▶ DOCUMENT EXTRACT
# # #
Yesterday was the Worst. Valentine's. Day. Ever.
It started off pretty normally: get up, get dressed, make breakfast, clean teeth, check Facebook, discover that potential inamorata has reported you for 'cyber-stalking', whatever that is. The suggestion that merely for bombarding photos the object of my affections with suggestive comments places me in the same bracket of internet society as a seventy-year-old man who pretends to be a fourteen-year-old girl in youth chatlines, only leaving the flickering light of the monitor to fetch some vaseline and a rubber glove, really, REALLY, REALLY pisses me off. What would they do with Dante Alghieri, who, only speaking to Beatrice Portinari twice during his life, was entirely content to stalk her through the streets of Florence, and shoe-horn love poems to her into La Commedia Divina and De Monarchia on the flimsiest pretexts? Had Facebook existed, I'm sure they'd close down his account rather than run the risk of him offending Beatrice by posting 20,000 lines of impeccable terza rima about her tits on her profile page. So how come he gets talked about as the greatest high poetic writer of the Middle Ages, and I get FUCKING BLOCKED ON FACEBOOK???!!!?? Seems strangely unfair, doesn't it?
# # #
▶ INFORMATION SHOWN
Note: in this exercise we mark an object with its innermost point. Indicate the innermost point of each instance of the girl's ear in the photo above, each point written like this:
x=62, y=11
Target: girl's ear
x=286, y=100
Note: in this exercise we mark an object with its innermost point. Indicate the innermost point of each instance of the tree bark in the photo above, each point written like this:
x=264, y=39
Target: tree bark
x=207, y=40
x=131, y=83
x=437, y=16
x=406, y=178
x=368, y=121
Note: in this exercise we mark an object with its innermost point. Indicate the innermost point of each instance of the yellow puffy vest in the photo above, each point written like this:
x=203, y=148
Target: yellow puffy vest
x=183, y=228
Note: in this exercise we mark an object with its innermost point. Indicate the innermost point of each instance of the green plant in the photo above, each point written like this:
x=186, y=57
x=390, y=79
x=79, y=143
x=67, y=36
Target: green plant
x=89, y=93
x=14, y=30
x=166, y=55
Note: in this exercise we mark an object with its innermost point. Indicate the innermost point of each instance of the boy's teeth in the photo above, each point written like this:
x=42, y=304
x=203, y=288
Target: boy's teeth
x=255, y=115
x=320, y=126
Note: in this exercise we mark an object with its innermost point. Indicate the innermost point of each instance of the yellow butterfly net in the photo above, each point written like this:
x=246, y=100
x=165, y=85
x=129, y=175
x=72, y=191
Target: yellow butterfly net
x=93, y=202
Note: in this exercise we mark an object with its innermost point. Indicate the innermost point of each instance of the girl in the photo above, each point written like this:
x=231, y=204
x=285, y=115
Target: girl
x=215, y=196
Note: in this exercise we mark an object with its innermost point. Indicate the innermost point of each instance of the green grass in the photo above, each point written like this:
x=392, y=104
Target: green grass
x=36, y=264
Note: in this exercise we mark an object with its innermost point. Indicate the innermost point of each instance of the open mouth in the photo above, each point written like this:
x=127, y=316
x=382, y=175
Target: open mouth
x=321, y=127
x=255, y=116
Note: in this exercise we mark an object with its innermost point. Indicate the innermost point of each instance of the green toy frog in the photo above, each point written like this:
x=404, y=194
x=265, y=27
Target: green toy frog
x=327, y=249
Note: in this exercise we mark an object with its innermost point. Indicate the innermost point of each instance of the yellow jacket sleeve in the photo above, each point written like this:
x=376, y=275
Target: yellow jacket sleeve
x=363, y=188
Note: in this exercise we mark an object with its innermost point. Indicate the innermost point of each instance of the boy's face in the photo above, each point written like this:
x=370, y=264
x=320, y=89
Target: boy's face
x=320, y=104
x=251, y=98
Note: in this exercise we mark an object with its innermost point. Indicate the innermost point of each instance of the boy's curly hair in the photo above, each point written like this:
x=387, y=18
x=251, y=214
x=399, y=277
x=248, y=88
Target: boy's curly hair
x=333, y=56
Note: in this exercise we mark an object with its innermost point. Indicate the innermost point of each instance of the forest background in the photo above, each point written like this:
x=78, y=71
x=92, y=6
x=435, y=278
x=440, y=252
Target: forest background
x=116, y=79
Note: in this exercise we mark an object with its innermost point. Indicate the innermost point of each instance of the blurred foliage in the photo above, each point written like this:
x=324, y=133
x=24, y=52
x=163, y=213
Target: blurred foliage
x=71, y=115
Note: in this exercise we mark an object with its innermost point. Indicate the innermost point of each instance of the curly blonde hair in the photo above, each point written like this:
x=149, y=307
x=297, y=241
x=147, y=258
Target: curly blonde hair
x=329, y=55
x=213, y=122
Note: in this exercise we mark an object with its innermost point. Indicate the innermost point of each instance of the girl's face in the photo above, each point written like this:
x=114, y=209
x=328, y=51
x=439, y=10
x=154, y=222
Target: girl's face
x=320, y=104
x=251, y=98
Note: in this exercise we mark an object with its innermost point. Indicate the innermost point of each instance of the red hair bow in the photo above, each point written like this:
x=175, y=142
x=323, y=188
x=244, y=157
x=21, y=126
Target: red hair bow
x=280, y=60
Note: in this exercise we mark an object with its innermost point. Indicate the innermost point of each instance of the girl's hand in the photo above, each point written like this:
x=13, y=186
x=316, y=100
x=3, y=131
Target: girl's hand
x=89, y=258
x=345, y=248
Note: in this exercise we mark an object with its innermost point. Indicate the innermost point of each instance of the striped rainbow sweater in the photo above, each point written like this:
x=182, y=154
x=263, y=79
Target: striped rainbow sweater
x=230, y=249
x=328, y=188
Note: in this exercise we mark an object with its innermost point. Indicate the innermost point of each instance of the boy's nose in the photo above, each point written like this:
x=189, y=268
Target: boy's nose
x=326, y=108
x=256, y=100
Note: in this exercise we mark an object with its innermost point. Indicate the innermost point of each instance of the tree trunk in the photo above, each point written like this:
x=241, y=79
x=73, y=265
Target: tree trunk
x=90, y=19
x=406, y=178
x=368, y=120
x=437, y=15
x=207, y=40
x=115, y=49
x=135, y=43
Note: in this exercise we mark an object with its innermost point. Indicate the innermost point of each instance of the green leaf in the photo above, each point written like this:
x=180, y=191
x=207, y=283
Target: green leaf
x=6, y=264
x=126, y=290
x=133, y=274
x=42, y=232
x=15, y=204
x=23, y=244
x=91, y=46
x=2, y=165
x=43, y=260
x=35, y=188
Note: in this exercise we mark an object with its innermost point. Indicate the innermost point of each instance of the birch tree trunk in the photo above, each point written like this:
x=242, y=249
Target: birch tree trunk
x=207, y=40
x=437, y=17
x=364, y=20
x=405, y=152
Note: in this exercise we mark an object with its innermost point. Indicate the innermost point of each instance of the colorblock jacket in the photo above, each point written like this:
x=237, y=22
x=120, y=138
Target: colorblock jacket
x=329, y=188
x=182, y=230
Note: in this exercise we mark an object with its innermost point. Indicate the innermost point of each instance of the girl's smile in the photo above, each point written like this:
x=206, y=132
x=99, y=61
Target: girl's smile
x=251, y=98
# # #
▶ APPLY WHAT YOU READ
1. In the Valentine's Day post, why does the narrator say Facebook would have closed Dante's account? Answer in one to three sentences.
2. Answer these questions from the Valentine's Day post:
(a) What did the narrator discover on checking Facebook?
(b) How many times did Dante speak to Beatrice Portinari during his life?
(c) Into which two works did Dante put love poems to her?
The listing plays no part in the tasks.

▶ ANSWERS IN ORDER
1. Facebook would have closed his account rather than risk him offending Beatrice. The worry was that he would post 20,000 lines of terza rima about her on her profile page.

2.
(a) A potential inamorata had reported the narrator for "cyber-stalking."
(b) Twice.
(c) La Commedia Divina and De Monarchia.